WHAT TO WORK ON
Check each line of the data below for the word "pole", then extract the ones that have it.

Images for object localization
========================================

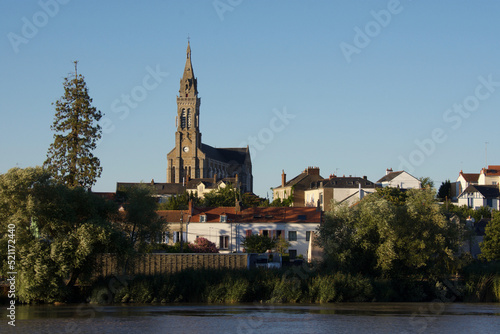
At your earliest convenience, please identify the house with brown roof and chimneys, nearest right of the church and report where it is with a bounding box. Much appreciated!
[273,167,323,207]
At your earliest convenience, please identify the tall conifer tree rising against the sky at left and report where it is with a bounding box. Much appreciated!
[44,61,102,189]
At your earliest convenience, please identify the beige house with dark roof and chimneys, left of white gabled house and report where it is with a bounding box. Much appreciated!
[304,174,380,211]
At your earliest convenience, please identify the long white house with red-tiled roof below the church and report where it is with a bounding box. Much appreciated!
[158,207,322,260]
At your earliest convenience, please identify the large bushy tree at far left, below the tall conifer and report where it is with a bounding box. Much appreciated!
[0,167,121,302]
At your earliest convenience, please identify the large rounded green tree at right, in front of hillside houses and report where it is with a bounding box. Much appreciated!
[319,187,462,278]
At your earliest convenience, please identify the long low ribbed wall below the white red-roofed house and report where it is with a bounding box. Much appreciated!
[96,253,248,276]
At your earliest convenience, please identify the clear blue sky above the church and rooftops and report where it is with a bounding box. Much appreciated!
[0,0,500,196]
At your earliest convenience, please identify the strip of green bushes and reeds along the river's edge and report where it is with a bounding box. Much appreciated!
[87,265,500,304]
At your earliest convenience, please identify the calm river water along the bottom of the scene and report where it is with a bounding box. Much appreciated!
[0,302,500,334]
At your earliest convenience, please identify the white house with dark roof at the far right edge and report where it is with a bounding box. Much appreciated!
[458,184,500,210]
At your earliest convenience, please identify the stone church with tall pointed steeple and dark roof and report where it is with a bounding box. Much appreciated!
[117,41,253,195]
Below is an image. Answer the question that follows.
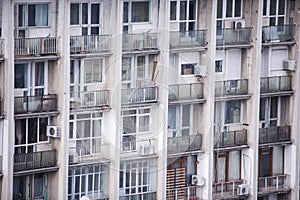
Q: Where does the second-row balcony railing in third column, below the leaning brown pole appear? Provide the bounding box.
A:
[121,86,158,104]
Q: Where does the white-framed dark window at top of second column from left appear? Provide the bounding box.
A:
[70,3,102,35]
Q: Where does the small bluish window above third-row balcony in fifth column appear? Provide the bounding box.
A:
[225,100,242,124]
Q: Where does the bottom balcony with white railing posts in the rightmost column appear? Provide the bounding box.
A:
[258,175,291,194]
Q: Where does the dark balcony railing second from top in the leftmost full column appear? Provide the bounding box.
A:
[15,94,57,114]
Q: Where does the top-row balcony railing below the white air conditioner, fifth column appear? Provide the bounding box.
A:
[216,27,251,46]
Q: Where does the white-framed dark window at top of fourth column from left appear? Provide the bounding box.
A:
[170,0,196,32]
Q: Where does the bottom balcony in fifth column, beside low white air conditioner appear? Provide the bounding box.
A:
[212,180,243,199]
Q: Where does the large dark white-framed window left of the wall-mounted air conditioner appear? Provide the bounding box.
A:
[15,117,50,154]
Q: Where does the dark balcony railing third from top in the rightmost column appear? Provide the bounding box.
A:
[259,126,291,144]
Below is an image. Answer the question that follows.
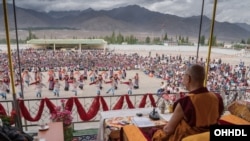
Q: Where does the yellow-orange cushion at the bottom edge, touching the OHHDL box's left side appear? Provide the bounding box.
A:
[182,132,210,141]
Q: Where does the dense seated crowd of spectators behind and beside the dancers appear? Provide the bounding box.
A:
[0,49,250,101]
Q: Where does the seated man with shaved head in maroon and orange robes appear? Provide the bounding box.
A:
[152,64,224,141]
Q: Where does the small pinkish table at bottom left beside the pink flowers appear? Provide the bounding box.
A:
[38,122,64,141]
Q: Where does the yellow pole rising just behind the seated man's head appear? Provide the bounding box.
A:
[204,0,217,86]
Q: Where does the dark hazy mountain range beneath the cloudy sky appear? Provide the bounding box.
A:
[0,4,250,42]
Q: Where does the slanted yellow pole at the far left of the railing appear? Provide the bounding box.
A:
[3,0,22,130]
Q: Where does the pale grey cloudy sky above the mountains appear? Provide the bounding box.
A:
[8,0,250,25]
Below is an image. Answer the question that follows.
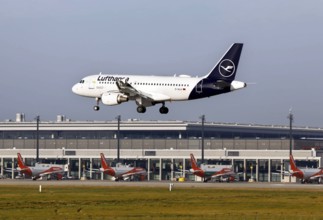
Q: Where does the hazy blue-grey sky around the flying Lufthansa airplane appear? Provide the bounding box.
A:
[0,0,323,127]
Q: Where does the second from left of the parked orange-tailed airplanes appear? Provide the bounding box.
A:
[100,153,147,181]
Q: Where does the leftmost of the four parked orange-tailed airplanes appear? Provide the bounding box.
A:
[17,153,68,180]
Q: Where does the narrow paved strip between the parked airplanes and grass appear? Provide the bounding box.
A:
[0,179,323,191]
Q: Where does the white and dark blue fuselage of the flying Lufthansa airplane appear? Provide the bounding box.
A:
[72,75,246,101]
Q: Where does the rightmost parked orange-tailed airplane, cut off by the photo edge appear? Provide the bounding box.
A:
[289,155,323,183]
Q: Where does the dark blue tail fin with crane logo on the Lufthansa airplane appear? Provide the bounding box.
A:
[205,43,243,83]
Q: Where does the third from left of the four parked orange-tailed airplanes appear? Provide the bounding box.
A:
[190,154,235,182]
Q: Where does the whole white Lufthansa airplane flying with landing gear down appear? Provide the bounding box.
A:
[72,43,247,114]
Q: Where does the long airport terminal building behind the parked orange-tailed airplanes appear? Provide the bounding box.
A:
[0,114,323,182]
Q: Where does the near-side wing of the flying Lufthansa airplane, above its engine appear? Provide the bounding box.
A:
[116,80,170,102]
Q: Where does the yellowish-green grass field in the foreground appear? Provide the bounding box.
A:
[0,186,323,220]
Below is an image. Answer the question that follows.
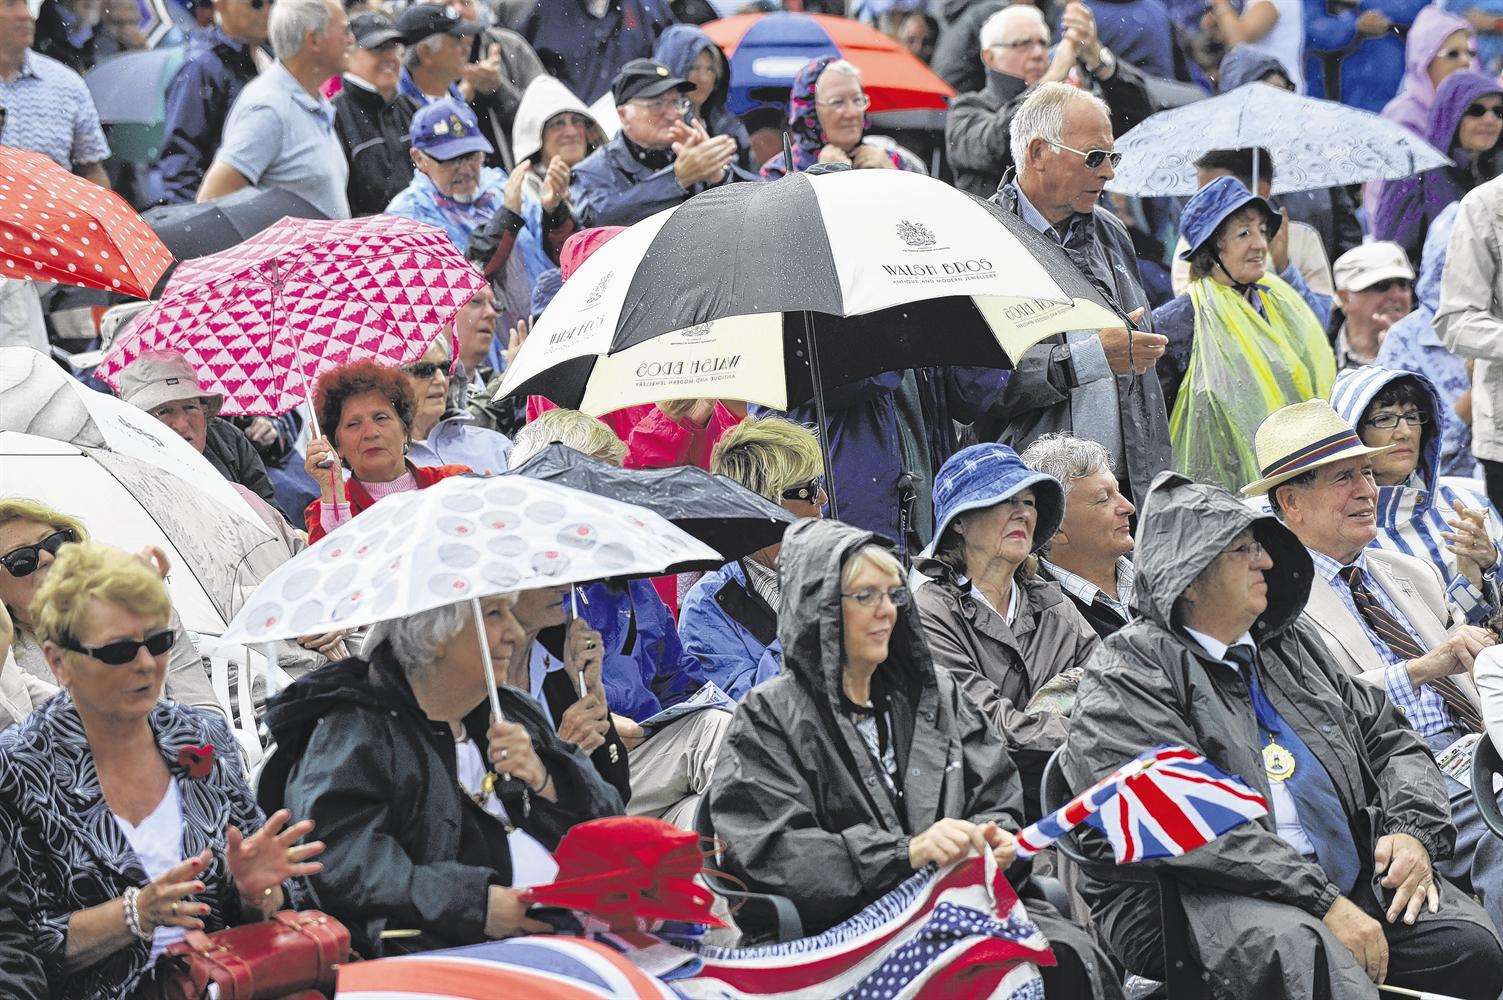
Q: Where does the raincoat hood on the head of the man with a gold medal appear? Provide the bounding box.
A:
[1133,472,1314,642]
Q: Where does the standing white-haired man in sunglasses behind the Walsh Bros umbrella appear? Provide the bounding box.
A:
[992,83,1172,505]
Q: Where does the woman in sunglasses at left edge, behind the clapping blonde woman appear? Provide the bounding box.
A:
[0,499,219,729]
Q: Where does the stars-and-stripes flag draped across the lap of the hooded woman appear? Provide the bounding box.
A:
[640,854,1054,1000]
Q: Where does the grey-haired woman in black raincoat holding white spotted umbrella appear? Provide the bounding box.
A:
[260,595,622,956]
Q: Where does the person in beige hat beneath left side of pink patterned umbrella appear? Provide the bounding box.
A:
[120,350,277,504]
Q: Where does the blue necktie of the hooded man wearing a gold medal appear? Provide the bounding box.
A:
[1226,645,1362,893]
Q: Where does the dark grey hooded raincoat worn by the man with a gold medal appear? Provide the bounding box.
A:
[1064,472,1486,1000]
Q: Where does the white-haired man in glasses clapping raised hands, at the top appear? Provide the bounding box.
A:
[944,3,1153,198]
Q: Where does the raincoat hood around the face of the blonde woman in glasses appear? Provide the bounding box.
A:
[777,519,935,713]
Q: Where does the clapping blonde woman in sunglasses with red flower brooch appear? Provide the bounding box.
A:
[0,541,323,1000]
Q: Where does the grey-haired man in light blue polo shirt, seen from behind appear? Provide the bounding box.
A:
[198,0,353,218]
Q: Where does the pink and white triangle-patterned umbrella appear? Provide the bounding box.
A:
[99,215,485,415]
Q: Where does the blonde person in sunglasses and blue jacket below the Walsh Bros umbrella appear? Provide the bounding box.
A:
[678,417,828,699]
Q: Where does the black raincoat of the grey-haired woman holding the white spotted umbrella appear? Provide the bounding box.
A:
[257,644,622,956]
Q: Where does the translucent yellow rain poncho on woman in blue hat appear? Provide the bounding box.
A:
[1169,274,1336,492]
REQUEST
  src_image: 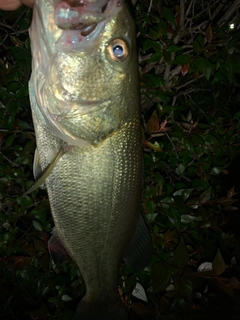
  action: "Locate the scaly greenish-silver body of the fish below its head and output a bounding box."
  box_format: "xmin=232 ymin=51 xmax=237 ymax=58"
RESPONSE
xmin=32 ymin=82 xmax=142 ymax=297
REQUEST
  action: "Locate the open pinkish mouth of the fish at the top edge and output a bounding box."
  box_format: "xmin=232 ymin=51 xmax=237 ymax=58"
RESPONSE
xmin=53 ymin=0 xmax=122 ymax=45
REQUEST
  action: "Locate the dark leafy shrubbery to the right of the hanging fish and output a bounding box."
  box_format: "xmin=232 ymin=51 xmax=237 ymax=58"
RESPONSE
xmin=137 ymin=0 xmax=240 ymax=313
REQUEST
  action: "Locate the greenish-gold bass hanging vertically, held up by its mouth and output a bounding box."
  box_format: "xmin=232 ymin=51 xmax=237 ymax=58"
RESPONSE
xmin=29 ymin=0 xmax=152 ymax=320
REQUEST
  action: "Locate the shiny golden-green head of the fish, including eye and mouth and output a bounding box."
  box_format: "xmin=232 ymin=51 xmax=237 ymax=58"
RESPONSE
xmin=30 ymin=0 xmax=139 ymax=145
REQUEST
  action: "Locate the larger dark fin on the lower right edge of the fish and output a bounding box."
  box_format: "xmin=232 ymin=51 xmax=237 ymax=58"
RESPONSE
xmin=123 ymin=214 xmax=152 ymax=272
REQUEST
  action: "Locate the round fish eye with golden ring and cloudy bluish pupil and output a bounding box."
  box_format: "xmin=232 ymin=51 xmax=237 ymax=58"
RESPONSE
xmin=107 ymin=39 xmax=129 ymax=62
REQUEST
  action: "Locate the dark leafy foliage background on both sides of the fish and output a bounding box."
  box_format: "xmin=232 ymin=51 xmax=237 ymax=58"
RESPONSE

========================================

RESULT BELOW
Q: Where does the second-row balcony railing in third column, below the leaning brown pole appear? Provide the bounding box.
Q: Where does the yellow pole rising just behind the seated man's head appear? Provide the bounding box.
Q: Where does the slanted yellow pole at the far left of the railing appear? Provide the bounding box.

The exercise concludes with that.